* **Job item**
Rewrite the lines from the first one up to and including the line with "positive clicks: (932, 546) (942, 536)", changing "rough" to "coarse" and keeping everything else the same. Give back only those lines.

BEGIN Provided records

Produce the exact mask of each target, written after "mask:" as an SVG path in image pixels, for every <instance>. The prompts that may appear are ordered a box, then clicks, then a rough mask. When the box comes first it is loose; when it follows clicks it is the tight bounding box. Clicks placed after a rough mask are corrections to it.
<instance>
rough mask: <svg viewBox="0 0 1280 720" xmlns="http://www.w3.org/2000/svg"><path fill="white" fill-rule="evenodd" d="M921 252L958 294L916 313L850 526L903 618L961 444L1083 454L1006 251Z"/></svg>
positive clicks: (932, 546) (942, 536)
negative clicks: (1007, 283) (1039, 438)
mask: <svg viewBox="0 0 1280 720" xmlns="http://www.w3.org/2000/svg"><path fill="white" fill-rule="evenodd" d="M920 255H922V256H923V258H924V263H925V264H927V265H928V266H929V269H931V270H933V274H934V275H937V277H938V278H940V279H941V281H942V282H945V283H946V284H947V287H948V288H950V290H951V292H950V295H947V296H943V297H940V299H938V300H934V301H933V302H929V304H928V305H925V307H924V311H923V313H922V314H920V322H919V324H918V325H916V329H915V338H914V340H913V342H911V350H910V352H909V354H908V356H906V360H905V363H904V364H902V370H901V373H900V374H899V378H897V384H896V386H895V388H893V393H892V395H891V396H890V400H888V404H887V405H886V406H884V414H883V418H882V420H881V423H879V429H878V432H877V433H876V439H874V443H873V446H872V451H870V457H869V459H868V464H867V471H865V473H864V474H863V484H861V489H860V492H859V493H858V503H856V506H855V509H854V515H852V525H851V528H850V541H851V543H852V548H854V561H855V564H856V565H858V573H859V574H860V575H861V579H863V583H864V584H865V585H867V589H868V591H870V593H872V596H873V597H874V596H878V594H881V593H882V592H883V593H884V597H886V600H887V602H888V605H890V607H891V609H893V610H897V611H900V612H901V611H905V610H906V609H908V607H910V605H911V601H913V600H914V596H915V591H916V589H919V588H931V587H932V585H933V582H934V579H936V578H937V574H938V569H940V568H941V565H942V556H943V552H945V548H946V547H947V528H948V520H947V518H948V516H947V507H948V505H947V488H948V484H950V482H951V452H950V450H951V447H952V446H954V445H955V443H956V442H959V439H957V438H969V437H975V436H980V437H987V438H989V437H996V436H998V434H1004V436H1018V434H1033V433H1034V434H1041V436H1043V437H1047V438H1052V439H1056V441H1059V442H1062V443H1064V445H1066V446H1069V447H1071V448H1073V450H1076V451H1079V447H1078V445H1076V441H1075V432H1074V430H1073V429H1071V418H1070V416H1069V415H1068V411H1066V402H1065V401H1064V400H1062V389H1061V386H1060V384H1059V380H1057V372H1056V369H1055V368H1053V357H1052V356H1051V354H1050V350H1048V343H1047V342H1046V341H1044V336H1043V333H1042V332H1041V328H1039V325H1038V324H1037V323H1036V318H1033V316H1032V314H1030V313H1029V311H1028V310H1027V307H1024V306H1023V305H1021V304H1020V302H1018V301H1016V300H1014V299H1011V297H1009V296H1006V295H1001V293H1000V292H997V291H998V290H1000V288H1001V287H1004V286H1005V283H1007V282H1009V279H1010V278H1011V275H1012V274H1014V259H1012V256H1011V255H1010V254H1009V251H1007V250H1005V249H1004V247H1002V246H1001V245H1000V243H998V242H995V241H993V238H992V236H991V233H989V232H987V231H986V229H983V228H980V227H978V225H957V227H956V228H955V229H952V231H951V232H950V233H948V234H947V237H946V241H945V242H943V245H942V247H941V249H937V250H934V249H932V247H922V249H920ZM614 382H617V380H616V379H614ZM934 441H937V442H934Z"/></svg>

END Provided records

* **Answer section**
Produce the exact mask of each target, written after "mask:" as an SVG path in image pixels, for every <instance>. The prompts that may appear are ordered a box, then clicks, then a coarse mask. When the box comes first it is loose; when it follows clicks it is the tight bounding box. Clicks placed after a coarse mask are corrections to it.
<instance>
coarse mask: <svg viewBox="0 0 1280 720" xmlns="http://www.w3.org/2000/svg"><path fill="white" fill-rule="evenodd" d="M921 252L958 294L916 313L850 526L903 618L961 444L1083 454L1006 251Z"/></svg>
positive clicks: (932, 546) (942, 536)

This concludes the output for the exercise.